Your objective: Copy all of the data below, requests included, and scale every coordinate in the answers by 0.85, rounding each result to a whole number with halves going up. Leave the numbers in the requests and their format samples as they are.

** Begin Material supplied **

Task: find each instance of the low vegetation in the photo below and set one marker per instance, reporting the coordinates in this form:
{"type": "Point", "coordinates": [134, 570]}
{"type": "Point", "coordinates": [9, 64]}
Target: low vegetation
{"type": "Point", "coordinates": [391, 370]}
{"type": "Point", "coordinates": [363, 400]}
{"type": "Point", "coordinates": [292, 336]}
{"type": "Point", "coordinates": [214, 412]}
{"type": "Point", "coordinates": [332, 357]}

** End Material supplied **

Solution for this problem:
Task: find each instance of the low vegetation in the photo below and set one marker per instance, reporting the coordinates in this form:
{"type": "Point", "coordinates": [134, 570]}
{"type": "Point", "coordinates": [9, 64]}
Target: low vegetation
{"type": "Point", "coordinates": [332, 315]}
{"type": "Point", "coordinates": [309, 340]}
{"type": "Point", "coordinates": [248, 286]}
{"type": "Point", "coordinates": [182, 350]}
{"type": "Point", "coordinates": [282, 303]}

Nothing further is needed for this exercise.